Supplied text =
——————
Email: or Telephone: 08357-720230 - 33

    Tuesday, August 11, 2009

    Non-substance headache remedies

    Where the heck is Po? This week (and a week more or so), I'm back in Bangalore to see my boy "A" before I finally head back to NYC.

    For some reason, starting from last month, I was getting some really excruciating headaches around this time of the month. Last month, I was with my family in beautiful Redang Island so I thought this headache must've been caused by the heat and overexcitement of being around the pearly white sandy beach and crystal clear blue water. I found out this month, it's probably due to some hormonal changes.

    After taking 5-6 pills a day with little relief, I gave up on paracetamol and gave in to my dad's nag. My family has this traditional remedy call "pau sa" where you scrape the skin on your back with a porcelain spoon and salt water when you suspect your body have too much "heat". Excess "heat" in the body is believed to cause fever, headache, etc, so scrapping your skin till it becomes swollen and red will release the "heat".


    It doesn't look pretty and hurts like hell. This one here is done with fingers instead of a porcelain spoon. Using your index and middle finger, pinch a good amount of flesh and pull hard. Repeat for 50-100 times until your patient screams like her finger is being cut off. Or with a porcelain spoon, dip into salt water, then scrap the skin on the back over and over until the area turns reddish-black. This hickey-looking scar last for a week and a half. Result of "pau sa": no more headache after a couple of hours.

    So this month, not expecting the bad headache would return, I came to Bangalore without bringing a porcelain spoon. Again, after a full day and a half of very painful headache, "A" took me to a spa to get an Indian head massage. It was one of the most awesomest massages ever! Her touches were soft yet strong, gentle yet firm. I was in total bliss. She first parted my hair to apply some olive oil onto my scalp. Then she must've spent at least 45 minutes applying deep, long and careful strokes with her fingers and palms. Result of Indian head massage - instant relief!

    Uma, my Indian head masseuse

    Saturday, July 25, 2009

    Taman Negara

    I have heard of Taman Negara but have never been anywhere near it even though I've spent half of my life in Malaysia. I was convinced I had to bring "A" there when I read that Taman Negara is one of the oldest rainforest in the world, estimated at 130 million years old.

    Hiking in the peaceful forest.
——————
Extracted entries =
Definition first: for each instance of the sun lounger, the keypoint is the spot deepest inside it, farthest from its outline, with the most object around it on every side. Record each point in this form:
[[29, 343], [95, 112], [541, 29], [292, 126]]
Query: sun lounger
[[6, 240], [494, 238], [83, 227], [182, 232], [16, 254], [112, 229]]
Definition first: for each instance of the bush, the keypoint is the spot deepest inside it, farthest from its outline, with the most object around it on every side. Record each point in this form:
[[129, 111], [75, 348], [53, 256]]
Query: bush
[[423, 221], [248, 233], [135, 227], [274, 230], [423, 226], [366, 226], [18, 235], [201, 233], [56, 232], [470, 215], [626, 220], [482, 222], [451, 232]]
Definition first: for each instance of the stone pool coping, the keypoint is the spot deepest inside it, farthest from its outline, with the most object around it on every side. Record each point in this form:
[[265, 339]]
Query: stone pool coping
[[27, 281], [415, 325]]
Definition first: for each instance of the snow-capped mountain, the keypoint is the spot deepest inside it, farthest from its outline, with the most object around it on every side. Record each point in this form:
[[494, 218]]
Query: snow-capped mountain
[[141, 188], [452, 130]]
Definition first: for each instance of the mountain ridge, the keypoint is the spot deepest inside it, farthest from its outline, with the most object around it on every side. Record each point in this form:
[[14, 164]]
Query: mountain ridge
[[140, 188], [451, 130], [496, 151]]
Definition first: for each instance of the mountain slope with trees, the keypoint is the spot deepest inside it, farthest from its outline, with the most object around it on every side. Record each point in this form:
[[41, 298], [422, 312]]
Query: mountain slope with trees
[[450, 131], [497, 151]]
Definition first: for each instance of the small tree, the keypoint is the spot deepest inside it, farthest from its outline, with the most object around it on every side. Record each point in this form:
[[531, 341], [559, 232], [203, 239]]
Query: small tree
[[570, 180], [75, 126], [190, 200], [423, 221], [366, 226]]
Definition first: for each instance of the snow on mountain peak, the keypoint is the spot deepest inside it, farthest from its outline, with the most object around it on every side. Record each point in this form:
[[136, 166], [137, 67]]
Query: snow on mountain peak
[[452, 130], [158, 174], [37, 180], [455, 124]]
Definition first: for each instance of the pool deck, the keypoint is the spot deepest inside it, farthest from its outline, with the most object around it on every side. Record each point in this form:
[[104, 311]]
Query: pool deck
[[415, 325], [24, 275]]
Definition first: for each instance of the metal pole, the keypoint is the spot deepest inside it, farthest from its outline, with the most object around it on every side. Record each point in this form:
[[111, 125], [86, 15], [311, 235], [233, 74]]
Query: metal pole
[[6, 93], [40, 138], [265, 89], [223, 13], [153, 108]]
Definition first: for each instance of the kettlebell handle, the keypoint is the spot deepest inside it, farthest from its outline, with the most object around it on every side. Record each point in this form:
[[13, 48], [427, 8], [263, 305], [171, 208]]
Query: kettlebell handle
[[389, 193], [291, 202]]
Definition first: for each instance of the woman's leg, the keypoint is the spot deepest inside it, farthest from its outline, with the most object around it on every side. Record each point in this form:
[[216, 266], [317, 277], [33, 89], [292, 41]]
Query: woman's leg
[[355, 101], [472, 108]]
——————
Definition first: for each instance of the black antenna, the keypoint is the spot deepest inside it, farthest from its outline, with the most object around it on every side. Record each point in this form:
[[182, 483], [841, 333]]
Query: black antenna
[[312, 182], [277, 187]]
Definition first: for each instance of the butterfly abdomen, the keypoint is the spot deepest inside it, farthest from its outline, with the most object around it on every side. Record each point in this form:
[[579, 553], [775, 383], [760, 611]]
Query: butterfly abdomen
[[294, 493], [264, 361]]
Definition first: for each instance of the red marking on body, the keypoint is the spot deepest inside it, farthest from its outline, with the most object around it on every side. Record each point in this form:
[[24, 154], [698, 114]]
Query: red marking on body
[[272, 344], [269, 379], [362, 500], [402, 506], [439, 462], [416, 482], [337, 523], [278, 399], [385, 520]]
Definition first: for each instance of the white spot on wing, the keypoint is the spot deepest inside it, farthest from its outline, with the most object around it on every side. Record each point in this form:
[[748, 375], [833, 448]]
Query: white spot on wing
——————
Work instruction = Condense the paragraph starting "After taking 5-6 pills" in the blog post on headache remedies into a short bulleted list that keeps its main facts.

Task response =
- Taking 5-6 paracetamol pills a day gave little relief, so the writer stopped and gave in to a dad's nagging.
- The family has a traditional remedy called "pau sa," used when the body is suspected of having too much "heat."
- It involves scraping the skin on the back with a porcelain spoon and salt water.
- Excess "heat" is believed to cause fever, headache and similar problems.
- Scraping the skin until it turns swollen and red is thought to release that "heat."